RECORDS FOR THE TASK:

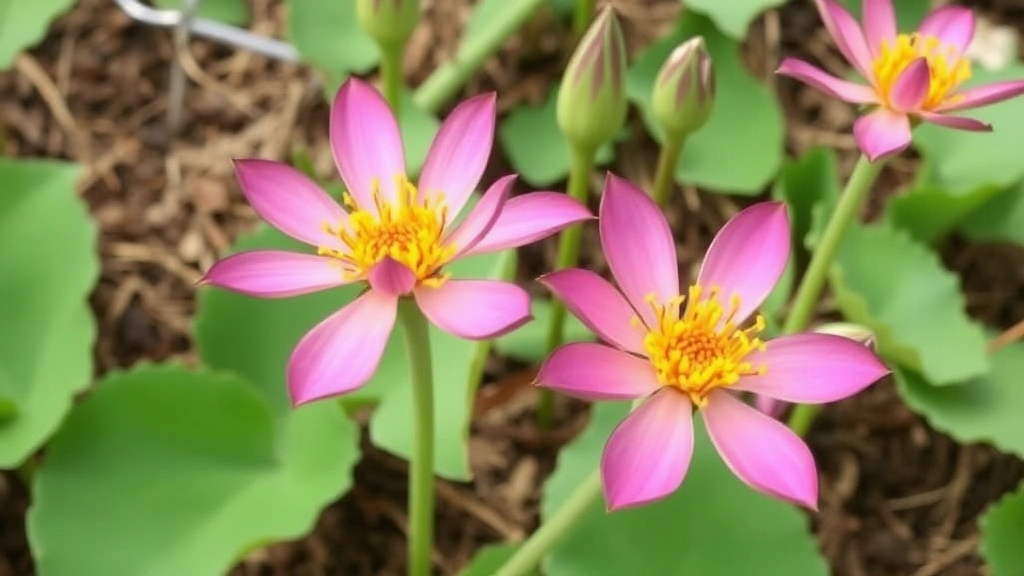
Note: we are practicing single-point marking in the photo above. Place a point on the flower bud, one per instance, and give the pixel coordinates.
(684, 91)
(849, 330)
(390, 23)
(591, 106)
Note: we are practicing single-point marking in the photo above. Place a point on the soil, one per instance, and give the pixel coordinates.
(897, 497)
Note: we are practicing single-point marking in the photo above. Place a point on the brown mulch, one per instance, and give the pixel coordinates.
(897, 497)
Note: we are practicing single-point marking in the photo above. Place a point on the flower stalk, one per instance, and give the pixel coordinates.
(421, 478)
(864, 174)
(581, 166)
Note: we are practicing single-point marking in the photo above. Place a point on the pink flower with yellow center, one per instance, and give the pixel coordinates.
(392, 235)
(910, 76)
(678, 354)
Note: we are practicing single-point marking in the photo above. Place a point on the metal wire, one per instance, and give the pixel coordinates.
(212, 30)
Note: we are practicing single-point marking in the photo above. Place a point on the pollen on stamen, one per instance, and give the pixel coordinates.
(701, 348)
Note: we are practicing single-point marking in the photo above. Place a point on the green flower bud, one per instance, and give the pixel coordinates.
(849, 330)
(684, 91)
(592, 98)
(388, 22)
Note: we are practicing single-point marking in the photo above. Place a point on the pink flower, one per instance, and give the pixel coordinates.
(680, 353)
(392, 235)
(911, 76)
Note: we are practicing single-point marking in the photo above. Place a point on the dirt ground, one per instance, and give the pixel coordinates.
(897, 498)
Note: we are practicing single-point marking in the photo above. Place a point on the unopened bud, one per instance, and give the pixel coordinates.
(852, 331)
(388, 22)
(592, 98)
(684, 91)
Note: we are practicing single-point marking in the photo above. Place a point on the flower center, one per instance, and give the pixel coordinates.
(701, 350)
(947, 69)
(409, 231)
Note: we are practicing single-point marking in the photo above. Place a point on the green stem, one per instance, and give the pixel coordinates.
(665, 176)
(804, 303)
(445, 81)
(421, 480)
(391, 56)
(582, 16)
(552, 530)
(581, 166)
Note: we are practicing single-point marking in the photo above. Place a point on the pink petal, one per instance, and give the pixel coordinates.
(847, 34)
(460, 151)
(955, 122)
(880, 24)
(761, 451)
(953, 26)
(882, 133)
(910, 88)
(748, 256)
(391, 278)
(648, 453)
(366, 142)
(592, 371)
(598, 304)
(479, 221)
(638, 245)
(530, 217)
(342, 353)
(274, 274)
(983, 95)
(817, 78)
(291, 202)
(813, 369)
(475, 310)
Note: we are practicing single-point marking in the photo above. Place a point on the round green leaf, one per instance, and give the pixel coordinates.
(49, 263)
(884, 280)
(961, 162)
(712, 525)
(255, 337)
(329, 37)
(536, 147)
(23, 23)
(235, 12)
(165, 471)
(987, 408)
(1000, 531)
(740, 148)
(732, 17)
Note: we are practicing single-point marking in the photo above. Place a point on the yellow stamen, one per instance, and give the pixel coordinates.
(947, 69)
(410, 231)
(701, 350)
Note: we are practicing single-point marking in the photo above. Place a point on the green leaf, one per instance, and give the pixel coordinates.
(929, 213)
(961, 162)
(329, 37)
(998, 219)
(740, 148)
(909, 13)
(228, 11)
(732, 17)
(697, 530)
(898, 288)
(49, 263)
(187, 469)
(1001, 527)
(984, 409)
(528, 342)
(489, 559)
(806, 183)
(457, 375)
(24, 23)
(536, 147)
(255, 337)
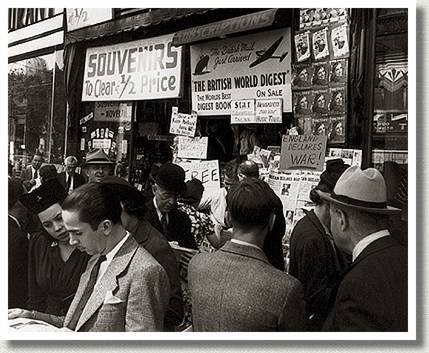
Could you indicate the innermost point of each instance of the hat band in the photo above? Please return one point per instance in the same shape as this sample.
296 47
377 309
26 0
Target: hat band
354 202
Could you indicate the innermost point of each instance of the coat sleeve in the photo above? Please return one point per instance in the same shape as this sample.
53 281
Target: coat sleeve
292 317
148 299
36 296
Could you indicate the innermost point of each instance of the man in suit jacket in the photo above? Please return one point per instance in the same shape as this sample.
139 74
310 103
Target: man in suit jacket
162 212
30 174
123 288
69 179
236 288
373 293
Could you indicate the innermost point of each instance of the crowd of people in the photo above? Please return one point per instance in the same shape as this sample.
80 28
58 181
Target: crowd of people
92 253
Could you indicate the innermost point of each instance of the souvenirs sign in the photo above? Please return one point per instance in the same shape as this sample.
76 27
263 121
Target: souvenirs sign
303 152
255 66
139 70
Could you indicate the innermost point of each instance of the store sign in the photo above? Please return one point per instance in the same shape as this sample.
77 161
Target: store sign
84 17
112 111
139 70
268 111
183 124
192 147
303 152
101 143
205 171
243 111
256 66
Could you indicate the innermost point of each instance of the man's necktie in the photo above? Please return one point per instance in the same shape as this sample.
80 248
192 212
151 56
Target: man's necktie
68 183
164 224
86 294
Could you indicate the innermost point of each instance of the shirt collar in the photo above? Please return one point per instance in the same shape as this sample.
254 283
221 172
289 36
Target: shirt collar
245 243
111 254
363 243
158 212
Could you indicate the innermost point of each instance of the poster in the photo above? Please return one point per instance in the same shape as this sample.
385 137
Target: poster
340 42
338 129
112 111
302 102
338 73
320 44
144 69
320 74
303 152
205 171
302 75
302 46
337 103
183 124
254 66
192 147
321 101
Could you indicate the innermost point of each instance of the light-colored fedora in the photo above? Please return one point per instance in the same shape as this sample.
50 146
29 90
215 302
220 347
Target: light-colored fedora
364 190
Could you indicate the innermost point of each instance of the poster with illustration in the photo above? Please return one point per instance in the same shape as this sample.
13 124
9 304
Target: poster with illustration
338 73
340 42
302 102
320 44
302 46
321 101
337 104
338 130
302 74
320 74
321 126
305 125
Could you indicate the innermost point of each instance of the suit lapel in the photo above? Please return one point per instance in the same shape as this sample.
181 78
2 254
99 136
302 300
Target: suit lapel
109 280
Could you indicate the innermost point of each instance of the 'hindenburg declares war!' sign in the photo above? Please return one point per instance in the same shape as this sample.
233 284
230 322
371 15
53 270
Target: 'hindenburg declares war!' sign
303 152
139 70
255 66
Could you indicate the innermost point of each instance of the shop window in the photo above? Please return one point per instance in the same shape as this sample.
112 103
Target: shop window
390 119
36 108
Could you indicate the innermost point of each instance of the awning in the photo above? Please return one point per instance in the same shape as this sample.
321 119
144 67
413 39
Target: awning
131 23
221 28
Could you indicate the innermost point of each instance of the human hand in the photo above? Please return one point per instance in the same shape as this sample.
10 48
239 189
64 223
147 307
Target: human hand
16 313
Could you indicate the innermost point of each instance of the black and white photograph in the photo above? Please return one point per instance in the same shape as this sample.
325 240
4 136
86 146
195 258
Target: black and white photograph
109 231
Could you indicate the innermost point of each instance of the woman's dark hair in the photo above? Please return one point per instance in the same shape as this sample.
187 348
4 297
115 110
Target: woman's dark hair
95 202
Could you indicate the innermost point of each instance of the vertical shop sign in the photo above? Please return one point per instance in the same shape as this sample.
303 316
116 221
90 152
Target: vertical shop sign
255 66
303 152
138 70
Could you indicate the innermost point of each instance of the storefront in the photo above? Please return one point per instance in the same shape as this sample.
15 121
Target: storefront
36 103
224 82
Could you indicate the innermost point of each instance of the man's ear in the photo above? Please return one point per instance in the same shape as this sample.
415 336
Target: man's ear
271 221
107 226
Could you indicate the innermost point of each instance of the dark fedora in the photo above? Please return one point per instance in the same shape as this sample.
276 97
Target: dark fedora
43 197
171 177
97 156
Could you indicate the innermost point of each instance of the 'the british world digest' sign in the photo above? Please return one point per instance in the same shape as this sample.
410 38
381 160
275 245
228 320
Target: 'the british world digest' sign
139 70
255 66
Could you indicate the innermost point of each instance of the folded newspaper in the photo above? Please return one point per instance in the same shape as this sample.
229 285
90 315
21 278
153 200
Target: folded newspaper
32 325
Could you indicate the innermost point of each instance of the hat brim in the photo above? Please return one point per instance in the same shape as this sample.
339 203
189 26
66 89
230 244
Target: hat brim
387 210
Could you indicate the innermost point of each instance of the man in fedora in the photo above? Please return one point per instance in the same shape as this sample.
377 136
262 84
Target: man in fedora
98 165
161 211
373 293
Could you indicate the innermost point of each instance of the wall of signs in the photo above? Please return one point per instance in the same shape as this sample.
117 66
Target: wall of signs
320 70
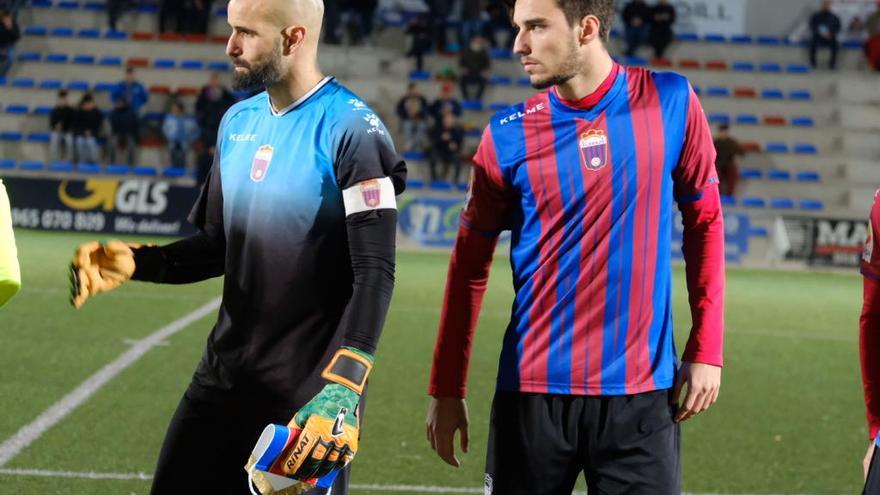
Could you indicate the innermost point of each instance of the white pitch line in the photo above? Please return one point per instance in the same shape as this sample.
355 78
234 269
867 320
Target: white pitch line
50 417
360 487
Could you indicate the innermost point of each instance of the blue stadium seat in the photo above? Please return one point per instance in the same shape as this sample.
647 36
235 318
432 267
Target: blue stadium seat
84 59
719 118
89 168
500 81
18 109
753 202
811 204
192 64
35 30
89 33
110 61
116 169
806 149
772 94
747 119
414 156
781 203
803 122
718 91
23 82
164 63
779 175
808 176
29 57
800 94
775 147
751 173
62 32
61 167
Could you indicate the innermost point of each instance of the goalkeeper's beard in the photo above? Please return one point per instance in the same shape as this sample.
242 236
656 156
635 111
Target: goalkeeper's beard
259 75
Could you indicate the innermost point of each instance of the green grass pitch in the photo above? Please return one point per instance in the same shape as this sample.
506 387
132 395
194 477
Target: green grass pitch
790 417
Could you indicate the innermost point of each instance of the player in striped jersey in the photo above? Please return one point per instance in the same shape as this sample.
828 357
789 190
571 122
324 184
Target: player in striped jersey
584 175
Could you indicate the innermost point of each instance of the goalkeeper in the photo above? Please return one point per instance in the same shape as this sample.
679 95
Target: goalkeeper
299 216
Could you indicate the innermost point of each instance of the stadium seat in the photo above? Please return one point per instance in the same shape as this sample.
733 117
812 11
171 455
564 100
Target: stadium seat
775 147
753 202
779 175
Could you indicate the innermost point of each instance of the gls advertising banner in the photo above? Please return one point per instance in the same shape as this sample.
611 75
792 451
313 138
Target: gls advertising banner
100 205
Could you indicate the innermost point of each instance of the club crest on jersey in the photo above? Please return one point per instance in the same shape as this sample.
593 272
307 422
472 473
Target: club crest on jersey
594 149
260 165
371 192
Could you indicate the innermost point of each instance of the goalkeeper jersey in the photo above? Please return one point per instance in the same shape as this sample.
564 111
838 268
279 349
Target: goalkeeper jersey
275 195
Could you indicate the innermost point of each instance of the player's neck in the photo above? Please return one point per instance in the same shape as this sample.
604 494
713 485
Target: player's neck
587 82
298 85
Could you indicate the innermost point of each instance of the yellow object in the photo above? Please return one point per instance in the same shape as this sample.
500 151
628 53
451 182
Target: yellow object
10 273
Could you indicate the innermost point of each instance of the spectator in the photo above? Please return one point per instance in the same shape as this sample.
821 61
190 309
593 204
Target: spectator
728 151
9 36
662 19
445 103
124 130
637 27
419 32
446 149
87 128
180 131
475 63
115 9
131 91
471 21
824 26
61 124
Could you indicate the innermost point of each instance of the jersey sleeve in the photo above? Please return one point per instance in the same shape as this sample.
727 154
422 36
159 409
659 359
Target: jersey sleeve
696 166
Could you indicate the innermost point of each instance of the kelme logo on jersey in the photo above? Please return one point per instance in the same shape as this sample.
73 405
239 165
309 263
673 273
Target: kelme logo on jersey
262 160
594 149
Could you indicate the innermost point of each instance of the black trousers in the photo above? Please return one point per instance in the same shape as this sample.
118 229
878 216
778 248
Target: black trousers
209 442
539 444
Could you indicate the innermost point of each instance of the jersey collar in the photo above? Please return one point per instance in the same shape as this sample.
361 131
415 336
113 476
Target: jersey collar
300 101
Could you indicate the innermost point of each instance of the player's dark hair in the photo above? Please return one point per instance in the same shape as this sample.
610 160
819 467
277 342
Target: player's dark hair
575 10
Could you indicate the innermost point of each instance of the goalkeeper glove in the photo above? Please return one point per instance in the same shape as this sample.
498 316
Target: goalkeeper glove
99 267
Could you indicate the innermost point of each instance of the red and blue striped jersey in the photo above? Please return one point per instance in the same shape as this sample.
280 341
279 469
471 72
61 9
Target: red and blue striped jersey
587 190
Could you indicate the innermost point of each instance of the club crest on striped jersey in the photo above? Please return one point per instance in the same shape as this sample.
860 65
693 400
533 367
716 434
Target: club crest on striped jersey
260 165
371 191
594 149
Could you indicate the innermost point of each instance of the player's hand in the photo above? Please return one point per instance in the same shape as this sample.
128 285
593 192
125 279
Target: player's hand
99 267
703 384
445 416
329 425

AIM OF THE TASK: Beginning with the line that contains "on striped jersey in", quote each line exactly through the last line of the entries above, and nothing beyond them.

WRITTEN ANSWER:
Could you indicate the innermost point of each instance of the club crest on striped jersey in the photo above? Please return one point per instance in the same shape as this sample.
860 65
693 400
533 367
716 434
Target: club crest on striped jersey
260 165
371 191
594 149
Could you indicate the innermost point of each instance of the player's hand in the photo above? Please return one point per instance in the same shape as this sample.
128 285
593 192
125 279
Target: player's hand
99 267
703 384
445 416
329 425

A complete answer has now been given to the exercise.